**Travail à faire:**
**1.** Répondez aux questions suivantes à partir du texte extrait.
(a) Qui a présenté les conclusions lors de l'audience publique ?
(b) Jusqu'à quelle date la décision du 15 octobre 2015 prolonge-t-elle le placement à l'isolement ?
(c) Quelle juridiction a rendu le jugement du 9 février 2018 ?
**2.** Pour chaque affirmation ci-dessous, indiquez si elle concorde avec le texte extrait, en citant les mots qui le montrent.
(a) Le rapport a été présenté par une présidente de chambre.
(b) Le placement initial à l'isolement de M. B... a été décidé le 15 octobre 2015.
(c) La décision du 2 mars 2017 prévoit un placement pour une durée de six mois.
**3.** Recopiez le passage du texte extrait qui commence par les mots contenant « Ont été entendus » et finit par « Leguin, rapporteur public. », en y remplaçant « présidente de chambre » par « conseillère ».

**Texte extrait:**
Les parties ont été régulièrement averties du jour de l'audience.
Ont été entendus au cours de l'audience publique :
- le rapport de Mme Christine Courault, présidente de chambre,
- et les conclusions de Mme Anne-Marie Leguin, rapporteur public.
Considérant ce qui suit :
1. Par une décision du 15 octobre 2015, le directeur adjoint du centre pénitentiaire de Lille-Annoeullin a décidé de prolonger, du 8 octobre 2015 au 7 janvier 2016, le placement à l'isolement de M. B...décidé initialement le 20 août 2015. La directrice de cet établissement, a ensuite, par une décision du 2 mars 2017, décidé son placement initial à l'isolement pour une durée de trois mois à compter du 28 février 2017. La garde des Sceaux, ministre de la justice, interjette appel du jugement du 9 février 2018 du tribunal administratif de Lille en tant qu'il a annulé ces deux décisions.

**Données fournies:**

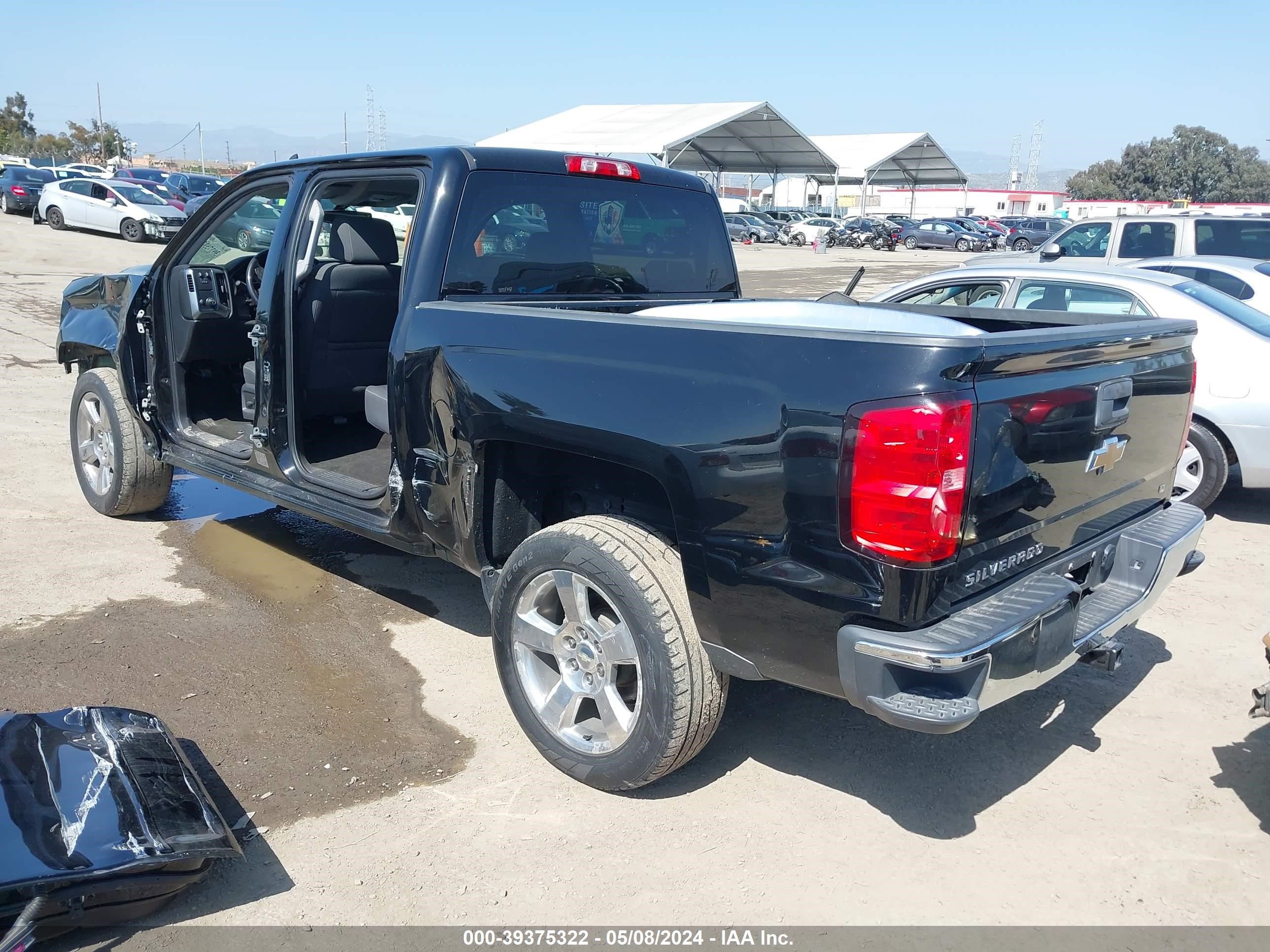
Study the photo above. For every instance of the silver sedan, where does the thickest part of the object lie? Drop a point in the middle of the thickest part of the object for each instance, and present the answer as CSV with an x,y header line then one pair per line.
x,y
1233,397
1244,278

**Réponses par tâche:**
**1.**
(a) Mme Anne-Marie Leguin, rapporteur public.
(b) Jusqu'au 7 janvier 2016.
(c) Le tribunal administratif de Lille.

**2.**
(a) Oui : « le rapport de Mme Christine Courault, présidente de chambre ».
(b) Non : « décidé initialement le 20 août 2015 ».
(c) Non : « pour une durée de trois mois à compter du 28 février 2017 ».

**3.**
Ont été entendus au cours de l'audience publique :
- le rapport de Mme Christine Courault, conseillère,
- et les conclusions de Mme Anne-Marie Leguin, rapporteur public.